[Labeled region records]

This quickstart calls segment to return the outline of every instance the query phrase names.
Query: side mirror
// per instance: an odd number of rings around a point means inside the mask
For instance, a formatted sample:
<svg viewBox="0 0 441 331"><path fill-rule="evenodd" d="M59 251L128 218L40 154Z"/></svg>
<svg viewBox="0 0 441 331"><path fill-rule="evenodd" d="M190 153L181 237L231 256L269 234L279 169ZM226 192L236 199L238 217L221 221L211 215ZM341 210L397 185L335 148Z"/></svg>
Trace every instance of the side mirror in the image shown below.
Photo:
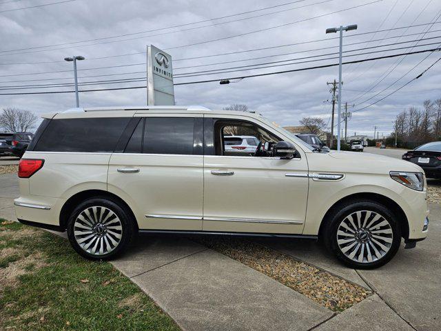
<svg viewBox="0 0 441 331"><path fill-rule="evenodd" d="M296 152L294 145L289 141L279 141L274 146L274 155L283 159L294 159Z"/></svg>

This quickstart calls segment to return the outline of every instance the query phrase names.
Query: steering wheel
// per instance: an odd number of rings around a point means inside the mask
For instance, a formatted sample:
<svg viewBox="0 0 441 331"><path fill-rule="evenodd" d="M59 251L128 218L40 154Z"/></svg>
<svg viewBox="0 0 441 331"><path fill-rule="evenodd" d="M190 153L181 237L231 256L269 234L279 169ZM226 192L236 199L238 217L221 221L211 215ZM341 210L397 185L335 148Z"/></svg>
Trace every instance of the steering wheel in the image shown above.
<svg viewBox="0 0 441 331"><path fill-rule="evenodd" d="M262 141L259 141L258 145L256 148L256 152L254 152L255 157L262 157L263 151L262 150Z"/></svg>

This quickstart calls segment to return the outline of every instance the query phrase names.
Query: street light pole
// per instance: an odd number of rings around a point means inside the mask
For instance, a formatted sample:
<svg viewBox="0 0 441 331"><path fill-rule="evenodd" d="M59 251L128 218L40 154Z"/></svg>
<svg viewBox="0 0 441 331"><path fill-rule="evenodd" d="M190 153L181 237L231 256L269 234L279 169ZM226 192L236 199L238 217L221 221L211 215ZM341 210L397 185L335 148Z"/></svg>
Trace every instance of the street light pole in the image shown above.
<svg viewBox="0 0 441 331"><path fill-rule="evenodd" d="M341 113L342 113L342 58L343 52L343 31L349 31L351 30L357 30L357 25L351 26L340 26L340 28L331 28L326 29L326 33L340 32L340 51L338 55L338 122L337 122L337 150L340 150L340 126L341 126Z"/></svg>
<svg viewBox="0 0 441 331"><path fill-rule="evenodd" d="M76 108L80 106L79 98L78 97L78 78L76 77L76 60L84 60L85 58L81 56L76 56L72 57L65 57L64 60L68 62L74 62L74 77L75 80L75 101Z"/></svg>

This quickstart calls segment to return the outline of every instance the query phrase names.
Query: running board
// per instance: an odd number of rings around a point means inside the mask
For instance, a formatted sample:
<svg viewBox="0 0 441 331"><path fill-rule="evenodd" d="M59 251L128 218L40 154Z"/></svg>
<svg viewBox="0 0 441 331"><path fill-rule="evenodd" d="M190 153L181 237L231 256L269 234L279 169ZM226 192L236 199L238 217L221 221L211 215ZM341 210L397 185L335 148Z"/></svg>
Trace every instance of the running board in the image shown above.
<svg viewBox="0 0 441 331"><path fill-rule="evenodd" d="M240 237L265 237L275 238L296 238L301 239L317 240L318 236L309 234L289 234L279 233L255 233L255 232L224 232L212 231L187 231L172 230L140 230L139 233L158 234L209 234L209 235L225 235Z"/></svg>

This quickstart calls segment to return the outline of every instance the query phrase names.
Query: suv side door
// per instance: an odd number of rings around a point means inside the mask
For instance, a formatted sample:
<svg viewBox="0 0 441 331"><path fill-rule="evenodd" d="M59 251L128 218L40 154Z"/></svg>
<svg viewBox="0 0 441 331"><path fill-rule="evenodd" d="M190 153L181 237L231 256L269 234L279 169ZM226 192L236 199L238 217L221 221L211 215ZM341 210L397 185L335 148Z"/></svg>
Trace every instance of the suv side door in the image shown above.
<svg viewBox="0 0 441 331"><path fill-rule="evenodd" d="M245 119L283 140L264 122ZM203 230L302 233L309 185L305 153L298 148L298 157L289 160L220 155L216 123L225 120L244 117L205 115Z"/></svg>
<svg viewBox="0 0 441 331"><path fill-rule="evenodd" d="M202 230L203 115L134 119L110 158L108 190L129 203L140 229Z"/></svg>

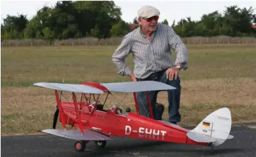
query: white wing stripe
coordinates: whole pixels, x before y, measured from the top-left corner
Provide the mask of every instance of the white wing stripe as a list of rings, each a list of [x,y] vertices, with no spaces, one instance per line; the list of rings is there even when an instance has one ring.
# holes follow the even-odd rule
[[[93,93],[103,94],[104,92],[98,88],[87,86],[85,84],[62,84],[62,83],[48,83],[38,82],[33,84],[34,86],[44,87],[54,90],[60,90],[68,92],[82,92],[82,93]]]

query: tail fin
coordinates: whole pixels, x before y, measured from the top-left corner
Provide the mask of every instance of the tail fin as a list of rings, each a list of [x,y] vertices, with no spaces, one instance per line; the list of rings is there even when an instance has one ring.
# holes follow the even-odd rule
[[[189,131],[187,136],[196,141],[195,135],[197,137],[202,135],[202,138],[200,138],[202,141],[206,135],[212,139],[215,146],[218,146],[226,139],[234,137],[230,135],[232,123],[230,110],[227,108],[221,108],[208,115],[194,129]]]

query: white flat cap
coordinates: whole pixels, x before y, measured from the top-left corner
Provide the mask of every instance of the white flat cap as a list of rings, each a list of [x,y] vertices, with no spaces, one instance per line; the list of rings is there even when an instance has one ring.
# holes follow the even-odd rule
[[[160,11],[149,5],[144,5],[138,11],[138,17],[149,18],[153,16],[159,16]]]

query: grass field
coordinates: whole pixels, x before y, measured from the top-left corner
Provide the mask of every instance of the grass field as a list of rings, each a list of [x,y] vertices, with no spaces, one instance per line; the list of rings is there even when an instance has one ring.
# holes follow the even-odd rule
[[[34,82],[130,81],[117,74],[111,61],[116,47],[1,47],[1,135],[34,133],[52,128],[54,90],[33,87]],[[189,69],[180,73],[179,125],[196,125],[222,107],[230,108],[234,122],[256,121],[256,45],[187,48]],[[132,68],[131,55],[127,63]],[[122,100],[124,95],[116,96]],[[166,96],[165,92],[159,93],[157,102],[167,108]],[[132,94],[123,102],[132,107]],[[109,99],[107,103],[109,107],[117,102]],[[167,115],[165,111],[164,119]]]

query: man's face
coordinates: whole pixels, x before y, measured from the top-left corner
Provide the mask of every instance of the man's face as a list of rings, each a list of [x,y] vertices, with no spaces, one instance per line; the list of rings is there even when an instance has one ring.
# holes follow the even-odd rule
[[[142,24],[142,27],[144,30],[148,32],[154,32],[157,28],[158,18],[158,16],[154,16],[148,18],[140,17],[139,22]]]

> [PROMPT]
Write the listing above out again exactly, dropping each image.

> [IN RESPONSE]
This quickstart calls segment to return the outline of every instance the query phrase names.
Query: side mirror
// per instance: an odd number of rings around a point means inside the mask
For instance, a formatted sample:
<svg viewBox="0 0 441 331"><path fill-rule="evenodd" d="M59 251L128 218L40 154Z"/></svg>
<svg viewBox="0 0 441 331"><path fill-rule="evenodd" d="M190 153L181 237L231 256L269 234L279 169ZM226 192L236 199L238 217L221 221L211 215ZM341 210L397 185L335 148Z"/></svg>
Trace every instance of the side mirror in the image shown below.
Photo:
<svg viewBox="0 0 441 331"><path fill-rule="evenodd" d="M296 152L294 145L289 141L279 141L274 146L274 155L283 159L294 159Z"/></svg>

This quickstart calls segment to return the outline of every instance the query phrase names.
Query: steering wheel
// per instance: an odd number of rings around a point means inside the mask
For instance, a formatted sample:
<svg viewBox="0 0 441 331"><path fill-rule="evenodd" d="M59 251L128 218L40 154Z"/></svg>
<svg viewBox="0 0 441 331"><path fill-rule="evenodd" d="M190 153L181 237L231 256L269 234L279 169ZM226 192L236 199L238 217L221 221L211 215ZM341 210L397 185L335 148Z"/></svg>
Trace every instance of the steering wheel in the image shown above.
<svg viewBox="0 0 441 331"><path fill-rule="evenodd" d="M262 141L259 141L258 145L256 148L256 152L254 152L255 157L262 157L263 151L262 150Z"/></svg>

This quickstart calls segment to return the outline of every instance the query phrase names.
Query: street light pole
// per instance: an odd number of rings around a point means inside the mask
For instance, a formatted sample:
<svg viewBox="0 0 441 331"><path fill-rule="evenodd" d="M59 251L128 218L40 154Z"/></svg>
<svg viewBox="0 0 441 331"><path fill-rule="evenodd" d="M190 153L181 237L231 256L269 234L279 169ZM226 192L236 199L238 217L221 221L211 215ZM341 210L397 185L335 148Z"/></svg>
Trace every instance of the street light pole in the image shown above.
<svg viewBox="0 0 441 331"><path fill-rule="evenodd" d="M341 113L342 113L342 58L343 52L343 31L349 31L351 30L357 30L357 25L351 26L340 26L340 28L331 28L326 29L326 33L340 32L340 51L338 55L338 122L337 122L337 150L340 150L340 126L341 126Z"/></svg>
<svg viewBox="0 0 441 331"><path fill-rule="evenodd" d="M76 108L80 106L79 98L78 97L78 78L76 77L76 60L84 60L85 58L81 56L76 56L72 57L65 57L64 60L68 62L74 62L74 77L75 80L75 101Z"/></svg>

This quickstart calls segment to return the outline of every instance the query phrase names.
Query: running board
// per instance: an odd number of rings around a point means inside the mask
For instance, a formatted sample:
<svg viewBox="0 0 441 331"><path fill-rule="evenodd" d="M59 251L128 218L40 154Z"/></svg>
<svg viewBox="0 0 441 331"><path fill-rule="evenodd" d="M190 153L181 237L231 256L269 234L279 169ZM226 192L236 199L238 217L221 221L211 215ZM341 210L397 185L335 148Z"/></svg>
Trace every instance of the running board in the image shown above.
<svg viewBox="0 0 441 331"><path fill-rule="evenodd" d="M240 237L265 237L275 238L296 238L301 239L317 240L318 236L309 234L289 234L279 233L255 233L255 232L224 232L212 231L187 231L172 230L140 230L139 233L158 234L209 234L209 235L225 235Z"/></svg>

This quickstart calls segment to return the outline of every instance the query phrase names.
Query: suv side door
// per instance: an odd number of rings around a point means inside the mask
For instance, a formatted sample:
<svg viewBox="0 0 441 331"><path fill-rule="evenodd" d="M59 251L128 218L40 154Z"/></svg>
<svg viewBox="0 0 441 331"><path fill-rule="evenodd" d="M190 153L181 237L231 256L269 234L279 169ZM226 192L236 199L238 217L221 221L211 215ZM341 210L397 185L335 148Z"/></svg>
Trace every instance of the suv side door in the image shown above.
<svg viewBox="0 0 441 331"><path fill-rule="evenodd" d="M245 119L283 140L264 122ZM203 230L302 233L309 185L305 153L298 148L298 157L289 160L220 155L216 123L225 120L244 117L205 115Z"/></svg>
<svg viewBox="0 0 441 331"><path fill-rule="evenodd" d="M202 230L203 115L134 119L110 158L108 190L129 203L140 229Z"/></svg>

query: white wing stripe
coordinates: whole pixels, x before y, measured from the top-left corner
Provide the mask of every instance of the white wing stripe as a list of rings, each a list of [x,y] vertices, with no spaces, one instance per line; the list of rings is there even when an instance has one ring.
# holes follow the even-odd rule
[[[93,93],[103,94],[104,92],[98,88],[87,86],[85,84],[62,84],[62,83],[48,83],[38,82],[33,84],[34,86],[44,87],[54,90],[60,90],[68,92],[82,92],[82,93]]]

query: tail fin
coordinates: whole pixels, x before y, measured from the top-left corner
Provide the mask of every instance of the tail fin as a list of rings, each a list of [x,y] vertices, with no spaces, one instance per line; the list of rings is there even when an instance has one ring.
# holes follow the even-odd rule
[[[189,131],[187,136],[196,141],[195,135],[197,137],[202,135],[202,138],[200,138],[202,141],[206,135],[212,139],[215,146],[218,146],[226,139],[234,137],[230,135],[232,123],[230,110],[227,108],[221,108],[208,115],[194,129]]]

query: white flat cap
coordinates: whole pixels, x before y, measured from the top-left corner
Provide the mask of every instance of the white flat cap as a list of rings, each a list of [x,y] vertices, with no spaces, one instance per line; the list of rings is there even when an instance has one ring.
# holes follow the even-odd rule
[[[160,11],[149,5],[144,5],[138,11],[138,17],[149,18],[153,16],[159,16]]]

query: grass field
coordinates: whole pixels, x before y, measured from the top-left corner
Provide the mask of every instance of the grass field as a list of rings, each a list of [x,y] vertices, with no spaces, one instance per line; the list of rings is there even when an instance has one ring.
# holes follow the even-odd rule
[[[34,82],[130,81],[117,74],[111,61],[116,47],[1,47],[1,135],[34,133],[52,128],[54,90],[33,87]],[[189,69],[180,73],[179,125],[196,125],[222,107],[230,108],[234,122],[256,121],[256,45],[187,48]],[[132,68],[131,55],[127,63]],[[122,100],[124,95],[116,96]],[[166,96],[165,92],[159,93],[157,102],[167,108]],[[132,94],[123,102],[132,107]],[[109,99],[107,103],[109,107],[117,102]],[[167,115],[165,111],[164,119]]]

query: man's face
coordinates: whole pixels, x before y, measured from the top-left corner
Provide the mask of every instance of the man's face as a list of rings, each a list of [x,y] vertices, with no spaces, one instance per line; the list of rings is there even when an instance has one ring.
# holes follow the even-odd rule
[[[142,24],[142,27],[144,30],[148,32],[154,32],[157,28],[158,18],[158,16],[154,16],[148,18],[140,17],[139,22]]]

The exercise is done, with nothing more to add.